→ Task: Return, from the lines below, each one that includes the word "berry".

→ Dataset records:

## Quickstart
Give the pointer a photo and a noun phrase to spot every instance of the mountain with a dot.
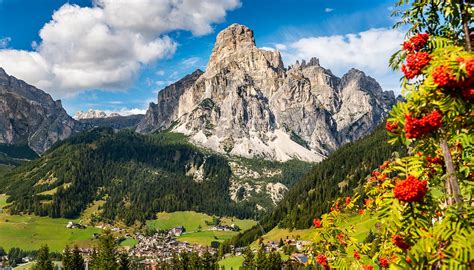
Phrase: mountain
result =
(139, 175)
(337, 176)
(248, 104)
(30, 116)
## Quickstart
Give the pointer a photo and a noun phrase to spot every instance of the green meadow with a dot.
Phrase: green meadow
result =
(197, 231)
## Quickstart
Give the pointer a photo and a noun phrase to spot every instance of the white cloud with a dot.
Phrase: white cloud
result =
(4, 41)
(368, 51)
(104, 46)
(191, 62)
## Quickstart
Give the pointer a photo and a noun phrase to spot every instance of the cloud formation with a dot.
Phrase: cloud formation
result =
(104, 46)
(4, 41)
(368, 51)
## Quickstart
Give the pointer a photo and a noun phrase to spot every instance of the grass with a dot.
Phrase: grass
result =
(129, 242)
(197, 231)
(30, 232)
(233, 262)
(3, 200)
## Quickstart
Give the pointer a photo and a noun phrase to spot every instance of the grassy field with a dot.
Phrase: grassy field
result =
(129, 242)
(233, 262)
(30, 232)
(197, 231)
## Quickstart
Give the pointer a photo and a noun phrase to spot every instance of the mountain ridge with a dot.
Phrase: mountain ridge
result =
(246, 103)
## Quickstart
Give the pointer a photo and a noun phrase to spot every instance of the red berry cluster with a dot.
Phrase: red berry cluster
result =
(434, 160)
(416, 43)
(356, 255)
(322, 260)
(348, 200)
(410, 190)
(317, 223)
(391, 126)
(383, 262)
(443, 77)
(400, 242)
(417, 127)
(415, 63)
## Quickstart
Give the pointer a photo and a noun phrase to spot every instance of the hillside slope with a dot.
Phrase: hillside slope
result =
(247, 104)
(336, 176)
(140, 175)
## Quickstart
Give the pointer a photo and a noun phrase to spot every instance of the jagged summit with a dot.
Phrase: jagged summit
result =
(29, 115)
(247, 104)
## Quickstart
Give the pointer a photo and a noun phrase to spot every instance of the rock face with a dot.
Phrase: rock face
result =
(248, 104)
(29, 115)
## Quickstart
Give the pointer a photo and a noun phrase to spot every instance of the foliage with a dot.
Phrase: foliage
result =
(43, 260)
(337, 175)
(423, 201)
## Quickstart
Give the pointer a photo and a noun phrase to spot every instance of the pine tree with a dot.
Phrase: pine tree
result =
(43, 259)
(67, 258)
(106, 259)
(77, 262)
(261, 259)
(248, 262)
(124, 262)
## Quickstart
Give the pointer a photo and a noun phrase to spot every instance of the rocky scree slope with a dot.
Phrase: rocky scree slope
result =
(30, 116)
(248, 104)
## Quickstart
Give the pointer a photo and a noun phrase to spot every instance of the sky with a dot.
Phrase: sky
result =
(116, 55)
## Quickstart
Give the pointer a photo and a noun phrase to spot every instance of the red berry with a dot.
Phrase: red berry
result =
(443, 77)
(410, 190)
(348, 200)
(417, 127)
(400, 242)
(391, 126)
(416, 43)
(317, 223)
(383, 262)
(322, 260)
(357, 255)
(415, 63)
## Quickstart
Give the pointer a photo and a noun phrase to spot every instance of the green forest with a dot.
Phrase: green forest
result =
(312, 195)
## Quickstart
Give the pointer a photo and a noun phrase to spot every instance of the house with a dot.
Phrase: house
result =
(177, 231)
(301, 258)
(72, 225)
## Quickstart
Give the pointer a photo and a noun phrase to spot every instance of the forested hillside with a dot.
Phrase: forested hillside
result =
(336, 176)
(136, 175)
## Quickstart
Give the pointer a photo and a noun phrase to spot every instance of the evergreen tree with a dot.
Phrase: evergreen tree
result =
(43, 259)
(248, 262)
(261, 261)
(77, 262)
(106, 259)
(67, 258)
(274, 261)
(124, 262)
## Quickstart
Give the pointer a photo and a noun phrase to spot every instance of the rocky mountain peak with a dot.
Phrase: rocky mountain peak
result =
(358, 80)
(247, 104)
(29, 115)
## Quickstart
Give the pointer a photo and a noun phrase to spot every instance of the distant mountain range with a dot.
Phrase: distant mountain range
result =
(248, 104)
(245, 104)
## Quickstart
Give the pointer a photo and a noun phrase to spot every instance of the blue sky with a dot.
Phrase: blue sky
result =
(341, 33)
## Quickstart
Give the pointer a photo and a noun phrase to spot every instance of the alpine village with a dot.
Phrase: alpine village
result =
(239, 160)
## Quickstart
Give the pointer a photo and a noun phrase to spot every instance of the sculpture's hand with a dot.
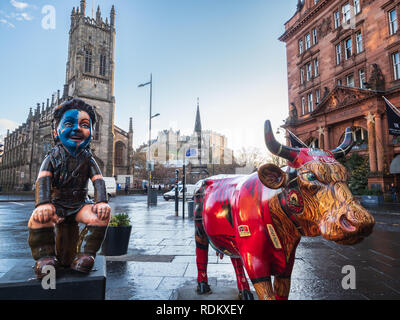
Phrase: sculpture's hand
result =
(44, 213)
(102, 210)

→ Your solution:
Give the pointer a photo and a noun phrase to spot every instance of the red berry cluster with a dot.
Phrase: red berry cluster
Give the pointer a photo and a noun phrase to spot every instance of the red berry with a dot.
Phrase: red berry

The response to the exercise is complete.